=== ИЗБРАННЫЙ ОТРЫВОК ===

О пробуждении восточных славян. Обзор фильма «Вий»

Начало 2014 года, особенно февраль, стало временем, когда взоры мира оказались обращены на восточных славян, в данный момент — украинцев и русских.

Зимняя Олимпиада в Сочи, события в Киеве, активное продвижение наконец-то освобождённых из заключения бывших участниц «Pussy Riot» на Западе, предвкушение возвращения Михаила Ходорковского к общественной деятельности, а также премьера 3D-кинофильма «Вий» — всё это привлекает внимание к нашим землям и народам. Создаётся впечатление, что Дух времени закручивает процессы в Восточной Европе.

Вий 1

Внимательному наблюдателю за жизнью всё более очевидно, что мир наполнен различными синхронистичными процессами, где одни события символически отражают (пусть даже частично) другие, как будто планетарное поле Земли обретает всё большую согласованность и интегрированность. Есть, конечно же, и разрывности.

=== ДАННЫЕ ===

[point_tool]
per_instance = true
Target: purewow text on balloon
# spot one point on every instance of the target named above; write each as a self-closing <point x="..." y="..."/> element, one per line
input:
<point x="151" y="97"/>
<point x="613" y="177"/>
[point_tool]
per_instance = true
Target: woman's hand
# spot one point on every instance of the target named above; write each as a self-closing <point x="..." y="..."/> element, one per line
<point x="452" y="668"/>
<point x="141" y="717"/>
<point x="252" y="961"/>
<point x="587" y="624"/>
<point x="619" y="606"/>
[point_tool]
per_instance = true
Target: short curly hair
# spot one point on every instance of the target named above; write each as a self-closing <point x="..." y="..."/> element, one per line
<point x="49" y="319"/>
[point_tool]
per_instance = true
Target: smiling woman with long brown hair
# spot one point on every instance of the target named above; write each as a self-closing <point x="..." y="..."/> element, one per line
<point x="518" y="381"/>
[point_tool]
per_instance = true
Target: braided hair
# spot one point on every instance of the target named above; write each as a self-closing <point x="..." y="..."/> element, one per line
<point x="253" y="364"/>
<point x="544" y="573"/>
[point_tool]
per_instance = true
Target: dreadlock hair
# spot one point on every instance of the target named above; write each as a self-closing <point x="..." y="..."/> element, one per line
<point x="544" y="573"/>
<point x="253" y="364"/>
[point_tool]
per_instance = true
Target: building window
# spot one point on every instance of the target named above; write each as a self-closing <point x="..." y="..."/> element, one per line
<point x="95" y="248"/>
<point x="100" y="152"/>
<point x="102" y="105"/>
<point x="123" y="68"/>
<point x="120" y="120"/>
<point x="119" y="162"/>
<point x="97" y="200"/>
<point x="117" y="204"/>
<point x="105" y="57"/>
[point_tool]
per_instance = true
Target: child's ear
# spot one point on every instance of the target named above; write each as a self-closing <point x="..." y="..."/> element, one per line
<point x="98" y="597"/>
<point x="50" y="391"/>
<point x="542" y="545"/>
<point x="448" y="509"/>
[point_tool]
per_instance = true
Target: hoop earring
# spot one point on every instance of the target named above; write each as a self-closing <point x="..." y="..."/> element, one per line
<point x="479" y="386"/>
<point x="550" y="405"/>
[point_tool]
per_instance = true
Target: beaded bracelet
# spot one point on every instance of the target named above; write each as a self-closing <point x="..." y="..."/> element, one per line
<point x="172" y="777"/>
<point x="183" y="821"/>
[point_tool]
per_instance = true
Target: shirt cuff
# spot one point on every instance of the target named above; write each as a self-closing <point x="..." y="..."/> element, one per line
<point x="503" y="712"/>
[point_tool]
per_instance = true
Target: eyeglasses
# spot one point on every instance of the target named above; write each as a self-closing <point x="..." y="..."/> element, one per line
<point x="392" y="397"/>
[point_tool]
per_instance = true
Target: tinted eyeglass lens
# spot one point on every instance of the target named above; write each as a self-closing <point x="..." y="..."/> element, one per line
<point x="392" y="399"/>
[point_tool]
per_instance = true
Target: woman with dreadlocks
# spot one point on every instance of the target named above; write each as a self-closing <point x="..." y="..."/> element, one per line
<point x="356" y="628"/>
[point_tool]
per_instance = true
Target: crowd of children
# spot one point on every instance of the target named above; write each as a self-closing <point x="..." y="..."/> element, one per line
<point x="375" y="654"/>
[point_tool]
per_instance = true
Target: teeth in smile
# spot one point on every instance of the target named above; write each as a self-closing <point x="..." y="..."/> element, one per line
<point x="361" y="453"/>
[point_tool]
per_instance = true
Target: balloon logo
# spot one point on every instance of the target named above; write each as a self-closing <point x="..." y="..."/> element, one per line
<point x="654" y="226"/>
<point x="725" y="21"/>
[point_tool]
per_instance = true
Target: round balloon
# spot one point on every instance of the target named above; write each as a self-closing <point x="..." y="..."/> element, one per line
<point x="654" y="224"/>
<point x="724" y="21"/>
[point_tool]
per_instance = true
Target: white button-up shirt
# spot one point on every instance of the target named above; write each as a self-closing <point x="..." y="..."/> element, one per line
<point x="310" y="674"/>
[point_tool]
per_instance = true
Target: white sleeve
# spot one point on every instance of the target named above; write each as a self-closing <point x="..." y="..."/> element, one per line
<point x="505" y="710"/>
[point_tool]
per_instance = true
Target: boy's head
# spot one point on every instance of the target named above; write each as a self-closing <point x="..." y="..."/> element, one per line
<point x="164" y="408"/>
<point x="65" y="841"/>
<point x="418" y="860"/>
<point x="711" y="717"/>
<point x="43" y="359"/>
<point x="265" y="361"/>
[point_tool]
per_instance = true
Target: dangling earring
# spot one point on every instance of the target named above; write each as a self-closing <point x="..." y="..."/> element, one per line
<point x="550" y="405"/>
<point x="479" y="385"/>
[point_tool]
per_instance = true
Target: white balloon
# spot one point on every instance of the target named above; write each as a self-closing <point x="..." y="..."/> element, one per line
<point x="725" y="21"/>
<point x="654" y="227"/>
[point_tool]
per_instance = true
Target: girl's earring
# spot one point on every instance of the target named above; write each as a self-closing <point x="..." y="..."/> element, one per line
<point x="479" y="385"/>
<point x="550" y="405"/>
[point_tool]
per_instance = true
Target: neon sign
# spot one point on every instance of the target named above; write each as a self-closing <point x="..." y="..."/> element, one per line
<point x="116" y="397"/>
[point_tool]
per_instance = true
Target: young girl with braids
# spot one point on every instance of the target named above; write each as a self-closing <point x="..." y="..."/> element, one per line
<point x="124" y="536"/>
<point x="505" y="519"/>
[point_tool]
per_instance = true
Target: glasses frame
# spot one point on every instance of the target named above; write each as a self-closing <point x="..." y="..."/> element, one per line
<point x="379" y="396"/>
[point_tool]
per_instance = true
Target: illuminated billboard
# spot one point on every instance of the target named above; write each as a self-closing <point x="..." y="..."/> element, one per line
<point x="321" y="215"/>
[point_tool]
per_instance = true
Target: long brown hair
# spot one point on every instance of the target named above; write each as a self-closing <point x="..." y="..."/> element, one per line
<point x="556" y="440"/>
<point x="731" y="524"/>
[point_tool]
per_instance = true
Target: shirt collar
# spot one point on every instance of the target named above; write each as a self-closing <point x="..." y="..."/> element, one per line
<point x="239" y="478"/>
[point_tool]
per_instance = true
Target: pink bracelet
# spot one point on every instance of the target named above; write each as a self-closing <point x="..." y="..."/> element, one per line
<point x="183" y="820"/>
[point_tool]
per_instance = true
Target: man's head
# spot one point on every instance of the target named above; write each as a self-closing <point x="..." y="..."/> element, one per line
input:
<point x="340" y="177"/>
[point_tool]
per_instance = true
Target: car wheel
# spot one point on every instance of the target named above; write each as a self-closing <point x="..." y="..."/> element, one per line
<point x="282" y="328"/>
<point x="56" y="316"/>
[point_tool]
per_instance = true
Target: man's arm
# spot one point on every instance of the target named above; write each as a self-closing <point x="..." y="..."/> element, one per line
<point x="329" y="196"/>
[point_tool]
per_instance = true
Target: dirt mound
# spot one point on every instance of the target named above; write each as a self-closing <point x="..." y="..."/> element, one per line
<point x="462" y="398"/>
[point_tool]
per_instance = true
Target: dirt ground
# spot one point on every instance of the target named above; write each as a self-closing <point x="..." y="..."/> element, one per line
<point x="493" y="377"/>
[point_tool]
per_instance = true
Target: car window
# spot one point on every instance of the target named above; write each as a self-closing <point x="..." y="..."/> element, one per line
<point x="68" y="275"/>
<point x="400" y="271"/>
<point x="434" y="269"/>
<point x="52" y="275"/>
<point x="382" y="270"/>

===

# ЗАДАНИЯ:
[A] Ответьте на вопросы по отрывку выше:
(i) На какие народы, согласно отрывку, оказались обращены взоры мира?
(ii) В каком городе проходила упомянутая Зимняя Олимпиада?
(iii) В каком формате вышел фильм «Вий»?
[B] Перечислите все события, которые, согласно отрывку, привлекают внимание к «нашим землям и народам».

# ОТВЕТЫ:
[A]
(i) На восточных славян, в данный момент на украинцев и русских.
(ii) В Сочи.
(iii) В формате 3D.

[B]
1. Зимняя Олимпиада в Сочи.
2. События в Киеве.
3. Активное продвижение на Западе освобождённых из заключения бывших участниц «Pussy Riot».
4. Предвкушение возвращения Михаила Ходорковского к общественной деятельности.
5. Премьера 3D-кинофильма «Вий».